Given instruction – In the records, copy out the lines starting with the line that has "indicate the red stripe" and ending after the line that has "column 19, row 303". In that span, replace "wrestler's" with "athlete's" and leave everything else unaltered.

* begin Raw data *

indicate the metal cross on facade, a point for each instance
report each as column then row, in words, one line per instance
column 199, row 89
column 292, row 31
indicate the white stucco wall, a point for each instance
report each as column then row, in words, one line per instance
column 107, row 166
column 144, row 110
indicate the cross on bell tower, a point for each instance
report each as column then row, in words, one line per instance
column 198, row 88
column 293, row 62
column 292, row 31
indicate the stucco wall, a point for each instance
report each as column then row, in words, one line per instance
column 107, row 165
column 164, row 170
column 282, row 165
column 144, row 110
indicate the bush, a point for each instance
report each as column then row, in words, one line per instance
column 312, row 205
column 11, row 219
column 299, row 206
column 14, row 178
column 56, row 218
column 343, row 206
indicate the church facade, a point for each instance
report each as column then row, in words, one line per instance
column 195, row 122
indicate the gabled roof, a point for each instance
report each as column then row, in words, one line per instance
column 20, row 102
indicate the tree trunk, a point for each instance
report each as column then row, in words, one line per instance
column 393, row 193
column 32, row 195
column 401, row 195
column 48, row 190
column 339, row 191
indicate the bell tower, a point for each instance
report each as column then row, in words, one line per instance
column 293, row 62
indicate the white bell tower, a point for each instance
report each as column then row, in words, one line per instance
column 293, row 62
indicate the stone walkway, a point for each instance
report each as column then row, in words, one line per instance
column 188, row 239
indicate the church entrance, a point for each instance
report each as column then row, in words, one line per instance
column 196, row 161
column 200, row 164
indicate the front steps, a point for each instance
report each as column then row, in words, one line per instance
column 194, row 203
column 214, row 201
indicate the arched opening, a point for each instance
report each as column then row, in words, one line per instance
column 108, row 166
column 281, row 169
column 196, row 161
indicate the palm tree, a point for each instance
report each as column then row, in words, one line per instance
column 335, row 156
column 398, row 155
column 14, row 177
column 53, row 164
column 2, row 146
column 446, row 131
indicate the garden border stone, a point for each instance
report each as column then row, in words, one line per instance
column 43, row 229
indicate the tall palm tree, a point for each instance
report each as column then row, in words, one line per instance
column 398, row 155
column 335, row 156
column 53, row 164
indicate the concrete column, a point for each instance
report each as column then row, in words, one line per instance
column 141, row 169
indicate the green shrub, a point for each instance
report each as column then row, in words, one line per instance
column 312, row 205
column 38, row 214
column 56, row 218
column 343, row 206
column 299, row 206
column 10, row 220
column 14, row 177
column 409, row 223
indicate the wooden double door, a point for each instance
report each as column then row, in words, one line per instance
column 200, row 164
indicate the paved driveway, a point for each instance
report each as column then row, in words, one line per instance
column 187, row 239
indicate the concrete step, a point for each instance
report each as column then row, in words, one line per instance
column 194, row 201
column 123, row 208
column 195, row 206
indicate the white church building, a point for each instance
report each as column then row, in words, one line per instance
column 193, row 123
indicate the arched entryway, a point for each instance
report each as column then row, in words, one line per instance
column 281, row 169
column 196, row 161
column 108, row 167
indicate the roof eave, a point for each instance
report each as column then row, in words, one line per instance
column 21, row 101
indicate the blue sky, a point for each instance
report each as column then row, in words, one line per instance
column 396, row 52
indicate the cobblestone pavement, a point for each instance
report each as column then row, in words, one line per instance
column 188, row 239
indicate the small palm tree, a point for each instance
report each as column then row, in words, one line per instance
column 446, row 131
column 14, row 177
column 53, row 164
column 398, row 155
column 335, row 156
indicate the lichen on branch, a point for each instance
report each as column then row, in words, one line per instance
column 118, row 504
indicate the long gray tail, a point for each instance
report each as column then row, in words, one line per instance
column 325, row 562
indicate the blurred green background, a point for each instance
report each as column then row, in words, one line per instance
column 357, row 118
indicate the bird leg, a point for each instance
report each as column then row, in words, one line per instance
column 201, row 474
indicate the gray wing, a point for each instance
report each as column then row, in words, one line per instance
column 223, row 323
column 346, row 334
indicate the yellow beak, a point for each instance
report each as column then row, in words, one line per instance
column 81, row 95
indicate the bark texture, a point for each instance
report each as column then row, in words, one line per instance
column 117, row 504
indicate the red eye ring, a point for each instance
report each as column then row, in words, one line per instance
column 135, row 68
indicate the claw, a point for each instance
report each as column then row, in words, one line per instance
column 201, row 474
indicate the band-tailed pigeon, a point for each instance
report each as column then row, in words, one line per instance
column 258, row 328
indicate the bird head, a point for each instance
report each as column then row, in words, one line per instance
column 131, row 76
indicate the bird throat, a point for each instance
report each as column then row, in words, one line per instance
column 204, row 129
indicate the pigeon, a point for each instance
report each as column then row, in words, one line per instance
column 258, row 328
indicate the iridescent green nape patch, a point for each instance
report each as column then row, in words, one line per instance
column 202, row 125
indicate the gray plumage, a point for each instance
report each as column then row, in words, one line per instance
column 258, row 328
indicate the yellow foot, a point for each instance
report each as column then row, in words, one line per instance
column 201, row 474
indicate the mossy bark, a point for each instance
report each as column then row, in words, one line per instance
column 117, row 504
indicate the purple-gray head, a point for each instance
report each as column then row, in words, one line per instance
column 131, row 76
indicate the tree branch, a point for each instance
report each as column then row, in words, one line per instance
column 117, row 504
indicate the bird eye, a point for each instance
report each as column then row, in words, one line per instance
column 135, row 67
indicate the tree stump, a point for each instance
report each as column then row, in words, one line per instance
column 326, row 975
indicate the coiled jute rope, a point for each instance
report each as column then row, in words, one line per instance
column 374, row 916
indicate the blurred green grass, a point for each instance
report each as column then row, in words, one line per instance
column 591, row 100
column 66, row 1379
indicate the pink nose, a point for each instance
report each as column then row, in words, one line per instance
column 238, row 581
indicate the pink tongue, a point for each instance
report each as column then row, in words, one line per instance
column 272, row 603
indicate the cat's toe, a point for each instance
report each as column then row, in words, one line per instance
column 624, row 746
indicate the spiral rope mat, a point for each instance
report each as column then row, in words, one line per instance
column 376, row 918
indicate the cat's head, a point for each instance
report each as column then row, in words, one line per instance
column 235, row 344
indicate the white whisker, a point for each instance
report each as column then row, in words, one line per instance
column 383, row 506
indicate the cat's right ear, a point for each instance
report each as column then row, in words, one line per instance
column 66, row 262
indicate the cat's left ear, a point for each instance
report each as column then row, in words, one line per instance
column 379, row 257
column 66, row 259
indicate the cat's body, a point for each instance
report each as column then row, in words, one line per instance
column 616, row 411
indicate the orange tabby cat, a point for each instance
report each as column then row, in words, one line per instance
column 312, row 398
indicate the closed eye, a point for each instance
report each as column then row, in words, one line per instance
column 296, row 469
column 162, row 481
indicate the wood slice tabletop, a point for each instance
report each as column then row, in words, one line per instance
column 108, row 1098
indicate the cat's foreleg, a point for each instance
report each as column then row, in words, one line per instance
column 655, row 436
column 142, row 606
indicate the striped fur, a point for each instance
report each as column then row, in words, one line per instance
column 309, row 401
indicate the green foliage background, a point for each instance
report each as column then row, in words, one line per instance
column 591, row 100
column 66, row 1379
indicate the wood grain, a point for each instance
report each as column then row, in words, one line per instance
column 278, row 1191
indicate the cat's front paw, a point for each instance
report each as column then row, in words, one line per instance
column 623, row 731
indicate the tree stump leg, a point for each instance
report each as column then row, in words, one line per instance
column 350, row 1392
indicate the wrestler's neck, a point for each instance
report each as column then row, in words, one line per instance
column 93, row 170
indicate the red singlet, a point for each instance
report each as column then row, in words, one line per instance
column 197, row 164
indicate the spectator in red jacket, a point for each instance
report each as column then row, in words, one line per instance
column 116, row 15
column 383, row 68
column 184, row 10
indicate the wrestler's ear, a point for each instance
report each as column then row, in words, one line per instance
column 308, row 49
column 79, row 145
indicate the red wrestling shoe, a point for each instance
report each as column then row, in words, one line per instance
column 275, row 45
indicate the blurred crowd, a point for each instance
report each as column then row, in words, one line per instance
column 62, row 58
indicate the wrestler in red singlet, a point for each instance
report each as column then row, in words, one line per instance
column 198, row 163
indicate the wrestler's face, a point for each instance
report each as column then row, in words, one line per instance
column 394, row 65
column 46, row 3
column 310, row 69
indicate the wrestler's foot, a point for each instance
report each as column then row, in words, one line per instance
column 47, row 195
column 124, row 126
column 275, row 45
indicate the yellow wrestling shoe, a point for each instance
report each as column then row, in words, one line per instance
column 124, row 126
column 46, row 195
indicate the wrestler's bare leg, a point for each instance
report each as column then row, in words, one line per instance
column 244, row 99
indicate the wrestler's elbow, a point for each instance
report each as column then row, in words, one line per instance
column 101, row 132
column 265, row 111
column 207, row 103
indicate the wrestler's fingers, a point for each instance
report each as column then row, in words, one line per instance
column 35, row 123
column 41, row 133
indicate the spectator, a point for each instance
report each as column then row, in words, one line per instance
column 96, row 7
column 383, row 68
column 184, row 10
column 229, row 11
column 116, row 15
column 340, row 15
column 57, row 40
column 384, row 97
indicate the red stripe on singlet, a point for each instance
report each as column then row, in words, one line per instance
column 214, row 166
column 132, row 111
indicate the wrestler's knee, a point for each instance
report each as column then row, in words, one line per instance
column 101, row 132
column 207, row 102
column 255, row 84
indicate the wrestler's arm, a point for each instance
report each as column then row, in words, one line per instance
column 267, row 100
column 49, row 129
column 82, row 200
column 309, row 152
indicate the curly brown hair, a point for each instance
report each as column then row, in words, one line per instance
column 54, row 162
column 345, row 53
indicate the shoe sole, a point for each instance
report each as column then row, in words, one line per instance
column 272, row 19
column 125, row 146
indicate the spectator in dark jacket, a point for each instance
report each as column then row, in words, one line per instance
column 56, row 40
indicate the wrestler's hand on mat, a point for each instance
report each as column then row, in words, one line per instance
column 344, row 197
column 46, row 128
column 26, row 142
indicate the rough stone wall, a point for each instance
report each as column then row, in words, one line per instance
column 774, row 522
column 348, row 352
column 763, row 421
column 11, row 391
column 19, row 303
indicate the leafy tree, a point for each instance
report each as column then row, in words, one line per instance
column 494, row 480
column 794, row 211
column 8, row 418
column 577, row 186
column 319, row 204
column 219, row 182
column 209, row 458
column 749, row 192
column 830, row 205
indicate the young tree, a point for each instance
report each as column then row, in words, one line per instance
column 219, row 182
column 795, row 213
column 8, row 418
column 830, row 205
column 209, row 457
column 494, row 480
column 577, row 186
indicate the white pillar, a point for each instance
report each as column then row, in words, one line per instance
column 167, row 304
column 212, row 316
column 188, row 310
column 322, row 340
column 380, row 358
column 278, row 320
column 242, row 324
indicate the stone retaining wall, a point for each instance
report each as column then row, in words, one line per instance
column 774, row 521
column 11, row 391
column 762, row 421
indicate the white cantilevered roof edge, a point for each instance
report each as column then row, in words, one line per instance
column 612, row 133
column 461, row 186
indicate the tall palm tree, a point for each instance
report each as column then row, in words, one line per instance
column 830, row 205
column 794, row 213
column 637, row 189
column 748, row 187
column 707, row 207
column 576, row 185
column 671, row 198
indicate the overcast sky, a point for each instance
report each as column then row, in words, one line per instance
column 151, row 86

* end Raw data *

Written solution –
indicate the red stripe on singlet, a point for each instance
report each as column then row, in words, one line per instance
column 214, row 166
column 132, row 111
indicate the athlete's knee, a point for each instance
report each as column then row, in words, one line per instance
column 101, row 132
column 207, row 102
column 255, row 84
indicate the athlete's arm, a point for each instance
report each as column then row, in words, one line per instance
column 267, row 100
column 49, row 129
column 82, row 200
column 309, row 152
indicate the curly brown hair, a point for each instance
report each as column then row, in words, one line per instance
column 54, row 162
column 345, row 53
indicate the shoe sole, a point for each instance
report each as column then row, in words, one line per instance
column 272, row 19
column 125, row 146
indicate the spectator in dark jacket, a point for each instance
report each as column then row, in words, one line per instance
column 56, row 40
indicate the athlete's hand on mat, a point for each instance
report each as column then row, in words, one line per instance
column 344, row 197
column 46, row 128
column 26, row 142
indicate the rough stone wall, a point for each instance
report each as column then row, in words, one line per instance
column 774, row 522
column 348, row 352
column 763, row 421
column 11, row 391
column 19, row 303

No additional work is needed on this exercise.